* Written task
Continue the qbindiff Differs documentation from where it stops, in the same format.

Differs¶
GenericGraph¶
- class qbindiff.GenericGraph[source]¶
Bases:
object
Abstract class representing a generic graph
- abstract property edges: Iterator[tuple[Any, Any]]¶
Return an iterator over the edges. An edge is a pair (node_label_a, node_label_b)
Differ¶
- class qbindiff.Differ(primary: GenericGraph, secondary: GenericGraph, *, sparsity_ratio: float = 0.75, tradeoff: float = 0.75, epsilon: float = 0.5, maxiter: int = 1000, normalize: bool = False, sparse_row: bool = False)[source]¶
Bases:
object
Abstract class that perform the NAP diffing between two generic graphs.
- Parameters:
primary – primary graph
secondary – secondary graph
sparsity_ratio – the sparsity ratio enforced to the similarity matrix of type py:class:qbindiff.types.Ratio
tradeoff – tradeoff ratio bewteen node similarity (tradeoff=1.0) and edge similarity (tradeoff=0.0) of type py:class:qbindiff.types.Ratio
epsilon – perturbation parameter to enforce convergence and speed up computation, of type py:class:qbindiff.types.Positive. The greatest the fastest, but least accurate
maxiter – maximum number of message passing iterations
sparse_row – Whether to build the sparse similarity matrix considering its entirety or processing it row per row
- DTYPE¶
alias of
float32
- compute_matching() Mapping [source]¶
Run the belief propagation algorithm. This method hangs until the computation is done. The resulting matching is returned as a Mapping object.
- Returns:
Mapping between items of the primary and items of the secondary
- extract_adjacency_matrix(graph: GenericGraph) tuple[ndarray, dict[int, int], dict[int, int]] [source]¶
Returns the adjacency matrix for the graph and the mappings
- Parameters:
graph – Graph whose adjacency matrix should be extracted
- Returns:
A tuple containing in this order: the adjacency matrix of the graph, the map between index to label, the map between label to index.
- get_similarities(primary_idx: list[int], secondary_idx: list[int]) list[float] [source]¶
Returns the similarity scores between the nodes specified as parameter. By default, it uses the similarity matrix. This method is meant to be overridden by subclasses to give more meaningful scores
- Parameters:
primary_idx – the List of integers that represent nodes inside the primary graph
secondary_idx – the List of integers that represent nodes inside the primary graph
- Return sim_matrix:
the similarity matrix between the specified nodes
- normalize(graph: GenericGraph) GenericGraph [source]¶
Custom function that normalizes the input graph. This method is meant to be overriden by a sub-class.

* Dataset content

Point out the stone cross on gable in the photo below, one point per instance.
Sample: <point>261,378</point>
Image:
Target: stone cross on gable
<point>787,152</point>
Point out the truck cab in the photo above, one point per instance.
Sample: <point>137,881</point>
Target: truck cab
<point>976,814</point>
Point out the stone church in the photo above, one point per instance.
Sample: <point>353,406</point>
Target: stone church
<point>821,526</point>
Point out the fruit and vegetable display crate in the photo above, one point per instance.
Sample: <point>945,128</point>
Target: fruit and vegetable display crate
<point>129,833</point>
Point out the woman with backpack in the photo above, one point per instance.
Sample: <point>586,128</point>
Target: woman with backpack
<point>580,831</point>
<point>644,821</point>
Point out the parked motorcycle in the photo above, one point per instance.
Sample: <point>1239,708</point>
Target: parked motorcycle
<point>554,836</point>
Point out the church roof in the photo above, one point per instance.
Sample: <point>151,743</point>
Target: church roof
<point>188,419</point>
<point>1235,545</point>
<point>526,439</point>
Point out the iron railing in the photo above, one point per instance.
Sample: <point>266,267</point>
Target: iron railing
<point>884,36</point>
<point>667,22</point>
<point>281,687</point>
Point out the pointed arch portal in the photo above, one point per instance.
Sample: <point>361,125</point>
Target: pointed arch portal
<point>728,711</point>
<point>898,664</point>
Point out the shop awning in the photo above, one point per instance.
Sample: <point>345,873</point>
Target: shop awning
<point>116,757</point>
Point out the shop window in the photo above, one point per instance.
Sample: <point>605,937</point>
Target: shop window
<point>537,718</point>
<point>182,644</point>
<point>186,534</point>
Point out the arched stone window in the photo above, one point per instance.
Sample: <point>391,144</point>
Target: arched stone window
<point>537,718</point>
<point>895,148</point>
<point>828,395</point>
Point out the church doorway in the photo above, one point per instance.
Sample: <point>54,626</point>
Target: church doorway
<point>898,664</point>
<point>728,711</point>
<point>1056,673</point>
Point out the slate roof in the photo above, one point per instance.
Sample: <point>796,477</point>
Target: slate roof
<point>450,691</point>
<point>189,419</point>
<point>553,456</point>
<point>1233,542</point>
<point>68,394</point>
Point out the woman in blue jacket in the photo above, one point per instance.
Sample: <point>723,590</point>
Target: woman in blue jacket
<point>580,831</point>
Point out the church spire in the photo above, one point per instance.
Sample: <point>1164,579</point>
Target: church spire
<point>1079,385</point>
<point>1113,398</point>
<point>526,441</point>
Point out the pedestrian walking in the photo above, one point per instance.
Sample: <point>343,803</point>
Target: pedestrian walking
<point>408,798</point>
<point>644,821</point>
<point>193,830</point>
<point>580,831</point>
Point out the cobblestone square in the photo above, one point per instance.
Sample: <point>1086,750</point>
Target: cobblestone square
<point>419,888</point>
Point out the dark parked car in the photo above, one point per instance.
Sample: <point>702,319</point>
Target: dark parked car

* Result of this task
- Parameters:
graph – graph to normalize
- Return graph:
normalized graph
- primary¶
Primary graph
- register_postpass(pass_func: GenericPass, **extra_args) None [source]¶
Register a new post-pass that will operate on the similarity matrix. The passes will be called in the same order as they are registered and each one of them will operate on the output of the previous one.
- Parameters:
pass_func – Pass method to apply on the similarity matrix. Example : a Pass that extracts graph features.
- register_prepass(pass_func: GenericPass, **extra_args) None [source]¶
Register a new pre-pass that will operate on the similarity matrix. The passes will be called in the same order as they are registered and each one of them will operate on the output of the previous one. .. warning:: A prepass should assign values to the full row or the full column, it should never assign single entries in the matrix
- Parameters:
pass_func – Pass method to apply on the similarity matrix. Example : a Pass that first matches import functions.
- secondary¶
Secondary graph
QBinDiff¶
- class qbindiff.QBinDiff(primary: Program, secondary: Program, distance: Distance = Distance.canberra, **kwargs)[source]¶
Bases:
Differ
QBinDiff class that provides a high-level interface to trigger a diff between two binaries.
- Parameters:
primary – The primary binary of type py:class:qbindiff.loader.Program
secondary – The secondary binary of type py:class:qbindiff.loader.Program
distance – the distance function used when comparing the feature vector extracted from the graphs. Default is a py:class:qbindiff.types.Distance initialized to ‘canberra’.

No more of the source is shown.